Wednesday, May 7, 2014

Mind Games

“Its going to be the same again.”
I was berating myself before I was tied in.
The battle, the struggle. That’s why I climb. 
But, I like to gain a little ground now and then, just enough to keep me engaged. 
I repeated the axioms I had stored away in a few free brain cells. 
We learn the most from our failures. 
I’m going to spend more time falling than sending. 
Maybe I’m just a poser. Like those people that wear all the right clothes, say the right words, but really like the idea of adventure more that the actual real adventure. In real adventures, there’s always a point where you wish you were somewhere else, then you dig deep, and go beyond.
“Hmmm, I go beyond, sometimes.
“Its hopeless, a deadlock I couldn’t free myself of.”
“Dude, just fall!” He didn’t say it out loud, but through the cord connecting us, saving me from busting my sorry ass, I could sense it. 
“I can’t” the voices whimpered in my head.

One day I made friends with the voices in my head. That was on ice. We had a good chat, them and I, things fell into place. I was confident, I believed. I turned them into something that drove me higher, farther, faster.

» WHAT IS EXPECTED:
Carry the climbing post further from its final sentence, keeping its first-person voice. The rows that come next have no connection to the climbing post.

» RECORD EXTRACTS:
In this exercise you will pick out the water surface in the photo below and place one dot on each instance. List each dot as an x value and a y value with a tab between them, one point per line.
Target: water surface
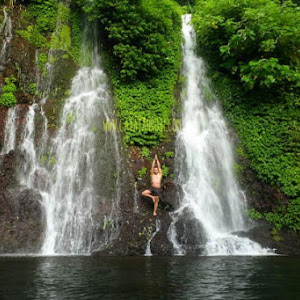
149	278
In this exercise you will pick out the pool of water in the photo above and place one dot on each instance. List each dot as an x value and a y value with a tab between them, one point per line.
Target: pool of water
149	278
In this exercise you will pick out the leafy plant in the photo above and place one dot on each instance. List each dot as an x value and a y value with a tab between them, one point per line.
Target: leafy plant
169	154
142	172
32	89
165	171
7	97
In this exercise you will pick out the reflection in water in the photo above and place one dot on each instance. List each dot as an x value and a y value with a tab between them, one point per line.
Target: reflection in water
149	278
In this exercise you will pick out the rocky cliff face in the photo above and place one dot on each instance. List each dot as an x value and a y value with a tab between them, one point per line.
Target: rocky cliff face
21	212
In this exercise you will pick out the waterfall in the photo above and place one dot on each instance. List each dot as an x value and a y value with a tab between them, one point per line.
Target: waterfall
10	131
71	198
76	169
148	247
210	194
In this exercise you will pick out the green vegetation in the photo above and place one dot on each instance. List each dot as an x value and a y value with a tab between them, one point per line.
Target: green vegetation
282	216
169	154
145	152
142	39
51	24
256	41
253	50
7	97
32	89
142	172
165	171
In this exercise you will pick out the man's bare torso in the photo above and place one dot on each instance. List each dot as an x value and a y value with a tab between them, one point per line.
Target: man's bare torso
156	180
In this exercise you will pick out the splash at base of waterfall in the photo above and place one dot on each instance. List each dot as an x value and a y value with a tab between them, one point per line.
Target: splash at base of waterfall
212	205
157	229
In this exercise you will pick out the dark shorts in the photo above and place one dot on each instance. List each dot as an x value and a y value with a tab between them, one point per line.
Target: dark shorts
155	191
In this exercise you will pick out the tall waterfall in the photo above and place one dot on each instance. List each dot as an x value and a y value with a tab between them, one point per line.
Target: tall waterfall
210	193
10	131
76	169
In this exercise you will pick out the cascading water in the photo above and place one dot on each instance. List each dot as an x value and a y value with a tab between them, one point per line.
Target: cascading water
77	169
71	198
209	191
148	247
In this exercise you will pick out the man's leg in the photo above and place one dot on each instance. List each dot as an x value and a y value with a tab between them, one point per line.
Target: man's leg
147	193
156	200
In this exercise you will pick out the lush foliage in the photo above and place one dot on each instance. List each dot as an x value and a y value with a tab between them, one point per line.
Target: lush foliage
139	33
51	24
281	216
143	45
253	50
7	97
255	40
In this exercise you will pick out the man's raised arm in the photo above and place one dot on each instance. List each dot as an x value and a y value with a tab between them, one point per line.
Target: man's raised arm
158	164
153	164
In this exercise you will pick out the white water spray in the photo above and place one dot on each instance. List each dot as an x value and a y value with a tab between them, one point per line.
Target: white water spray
148	247
10	131
210	192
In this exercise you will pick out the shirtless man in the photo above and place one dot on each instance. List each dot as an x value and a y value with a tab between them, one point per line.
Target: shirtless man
154	191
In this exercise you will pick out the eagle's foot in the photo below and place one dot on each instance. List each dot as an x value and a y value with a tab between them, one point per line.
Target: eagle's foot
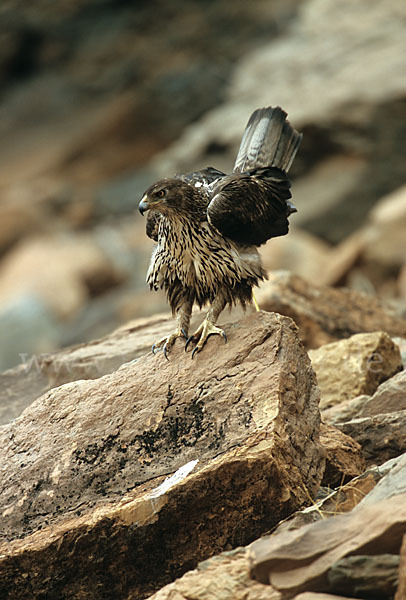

» EXERCISE ANSWER:
We were in a remote corner of the valley. A two and a half hour drive to town and over an hour walk away from where we had to leave my truck cause even 4x4 couldn't get us farther. 
It was untouched ice, in a wide amphitheatre of rock. I gazed up, 
“I want this lead, it’s my turn.”
“I don’t know if I can do this, better let someone else.”
“It’s so aesthetic and remote.”
“You’re never going to be good enough.”
“How bad do you want it?”
“Breathe deep, slow, relax.”
It was D-Day in my head, the fight against the demons telling me I couldn’t seemed palpable. 
I’d been here before. And backed down, retreated. 
“I got this.”
I pushed them down, struggling, screaming, into demon hell. 
Silence.
Toc. Toc. Pause. The windchime clang of ice screws, the rasping of my breath, and thud of my heart filled my ears. 
“Protect the bulge.”
Shit, its over.
The angle went from dead vertical to laid back nothing. 
Inside, I let out an ecstatic whoop.

Weeks later, I smiled as I shook out a pump, placed a screw and clipped a stretched seventy metre rope. The smile faded, as I stared across at a familiar bulge. 
This was as far as I made it last time. Before it all went dark. Before the terror. Before I whimpered as he cut my rope. Before, before, before. This was now.
I sent a silent prayer up to the top.  

“Wait, ice is way scarier. Why can’t I let go?” He must really want me to do this, he’s just sitting there looking patient.
“This is it.” 
In slow motion I could feel every skin cell peel off the plastic holds, my shoes left tiny bits of rubber.
Air, nothing but dry, chalky ventilated air and my heart in my throat. 
I was alive, unharmed, swinging back and forth under the roof.
“Not so bad eh?” His look said.

The cold rock numbed my fingertips.
“Damn, will I hit the ground?”
I sagged against the rope.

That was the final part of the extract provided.